◆ What you need to do:
Exclude any images and output the remaining records exactly.

- - - - - - -

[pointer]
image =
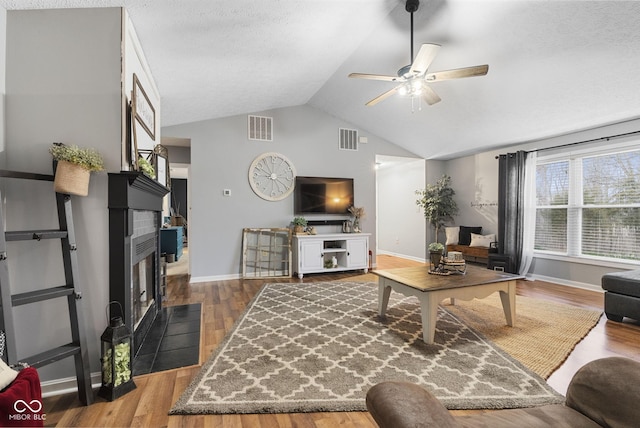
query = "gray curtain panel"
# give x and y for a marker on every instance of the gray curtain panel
(511, 171)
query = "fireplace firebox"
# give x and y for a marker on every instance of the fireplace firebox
(135, 218)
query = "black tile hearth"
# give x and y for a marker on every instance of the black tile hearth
(173, 340)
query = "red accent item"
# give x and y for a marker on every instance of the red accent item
(21, 401)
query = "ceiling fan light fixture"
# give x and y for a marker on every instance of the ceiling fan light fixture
(413, 79)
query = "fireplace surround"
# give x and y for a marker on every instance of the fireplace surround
(135, 218)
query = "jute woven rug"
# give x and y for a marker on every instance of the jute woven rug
(321, 346)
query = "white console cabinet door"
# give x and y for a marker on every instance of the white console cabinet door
(358, 253)
(315, 253)
(310, 256)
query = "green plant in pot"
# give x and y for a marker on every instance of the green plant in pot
(436, 250)
(73, 167)
(146, 167)
(436, 200)
(299, 224)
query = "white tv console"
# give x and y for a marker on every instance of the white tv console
(312, 253)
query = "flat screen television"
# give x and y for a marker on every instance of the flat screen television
(322, 195)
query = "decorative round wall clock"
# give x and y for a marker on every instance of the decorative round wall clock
(272, 176)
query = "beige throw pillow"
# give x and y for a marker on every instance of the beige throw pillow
(452, 235)
(482, 240)
(7, 374)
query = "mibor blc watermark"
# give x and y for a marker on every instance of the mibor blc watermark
(27, 411)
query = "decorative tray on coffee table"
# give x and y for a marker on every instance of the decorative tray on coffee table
(450, 267)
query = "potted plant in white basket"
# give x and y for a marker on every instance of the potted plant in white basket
(299, 223)
(146, 168)
(73, 169)
(437, 202)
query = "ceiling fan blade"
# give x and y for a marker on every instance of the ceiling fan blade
(425, 57)
(374, 77)
(382, 96)
(429, 95)
(478, 70)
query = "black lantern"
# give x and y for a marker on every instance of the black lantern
(117, 377)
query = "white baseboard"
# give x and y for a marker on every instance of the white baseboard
(567, 282)
(401, 256)
(67, 385)
(195, 279)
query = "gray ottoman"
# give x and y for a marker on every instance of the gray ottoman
(622, 295)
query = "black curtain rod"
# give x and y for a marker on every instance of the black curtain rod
(626, 134)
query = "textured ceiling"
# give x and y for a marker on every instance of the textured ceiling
(555, 66)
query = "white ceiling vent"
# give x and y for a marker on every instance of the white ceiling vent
(348, 139)
(260, 128)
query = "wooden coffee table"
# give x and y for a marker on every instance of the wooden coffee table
(431, 289)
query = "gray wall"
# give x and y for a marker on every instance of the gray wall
(220, 158)
(401, 225)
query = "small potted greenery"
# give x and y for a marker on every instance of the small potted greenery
(299, 223)
(73, 168)
(435, 254)
(146, 167)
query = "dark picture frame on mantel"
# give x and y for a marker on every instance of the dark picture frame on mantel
(161, 165)
(143, 110)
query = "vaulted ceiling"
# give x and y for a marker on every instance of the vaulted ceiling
(554, 66)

- - - - - - -

◆ Final result:
[pointer]
image =
query = "gray curtain panel"
# give x and y for a marker on every instance of the gray curtain panel
(511, 171)
query = "fireplace firebox"
# give x and y for a marker on every instance of the fireplace firebox
(135, 218)
query = "black tile hearth"
# give x and y for a marker on every instance of the black tile hearth
(173, 340)
query = "red accent item"
# give x and y for a marker on every instance of the red accent item
(21, 401)
query = "ceiling fan light fixture"
# give x and y for a marker on every instance of the ceiling fan light fixture
(413, 79)
query = "fireplace surround"
# give x and y for a marker on every instance of the fireplace surround
(135, 218)
query = "jute woven rug"
# give x and y for a marker on every instance of the jute woven rug
(321, 346)
query = "white console cabinet door"
# give x and y for a marker on every instance of the white console cabinet door
(358, 253)
(315, 253)
(310, 256)
query = "green plant in pot"
# give x and y for a marker on every instance of the green plant in pot
(436, 250)
(73, 167)
(146, 167)
(436, 200)
(299, 224)
query = "white tv console"
# give x and y for a marker on every instance of the white tv console
(312, 253)
query = "flat screen television"
# give x and y for a marker on every instance of the flat screen television
(322, 195)
query = "decorative round wall clock"
# give x and y for a marker on every instance of the decorative round wall clock
(272, 176)
query = "beige throw pillow"
# give x and y for a marker on every instance of the beige throw pillow
(452, 235)
(482, 240)
(7, 374)
query = "mibor blc watermark"
# give x and y for a marker on every instance of the mibor blc watermark
(27, 411)
query = "decorative tray on coffee table"
# give x and y for a marker on every instance of the decorative tray on coffee table
(450, 267)
query = "potted plant in white basket"
# give x and y for a marker on every instance of the potted plant in white basket
(299, 223)
(146, 168)
(73, 169)
(437, 202)
query = "ceiling fan blade"
# give x and y for a marker on every instance of the ceiling fan blade
(425, 57)
(374, 77)
(382, 96)
(429, 95)
(478, 70)
query = "black lantern"
# give x and y for a marker on every instance of the black lantern
(117, 377)
query = "white baseboard"
# give x and y for a marker on every instance of the white baseboard
(567, 282)
(401, 256)
(67, 385)
(195, 279)
query = "gray ottoman"
# give x and y for a marker on every instance of the gray ottoman
(622, 295)
query = "black curtain rod"
# give x and y for a marker on every instance of the black curtain rod
(626, 134)
query = "textured ceiling"
# give x and y for a marker on every instance of the textured ceiling
(555, 66)
query = "white ceiling vent"
# give x and y for a marker on every instance of the white ceiling vent
(348, 139)
(260, 128)
query = "wooden coffee table"
# give x and y for a marker on every instance of the wooden coffee table
(431, 289)
query = "gray wall"
# give x and y for a marker on every instance of the gray wall
(220, 158)
(401, 225)
query = "small potted greenery"
# give x and y for a marker on every instance of the small potted greenery
(299, 223)
(73, 168)
(435, 254)
(146, 167)
query = "dark picture frame on mantel"
# give x and y for a marker on every instance of the dark picture frame on mantel
(161, 165)
(143, 110)
query = "vaulted ceiling"
# give x and y for a marker on every instance of the vaulted ceiling
(554, 66)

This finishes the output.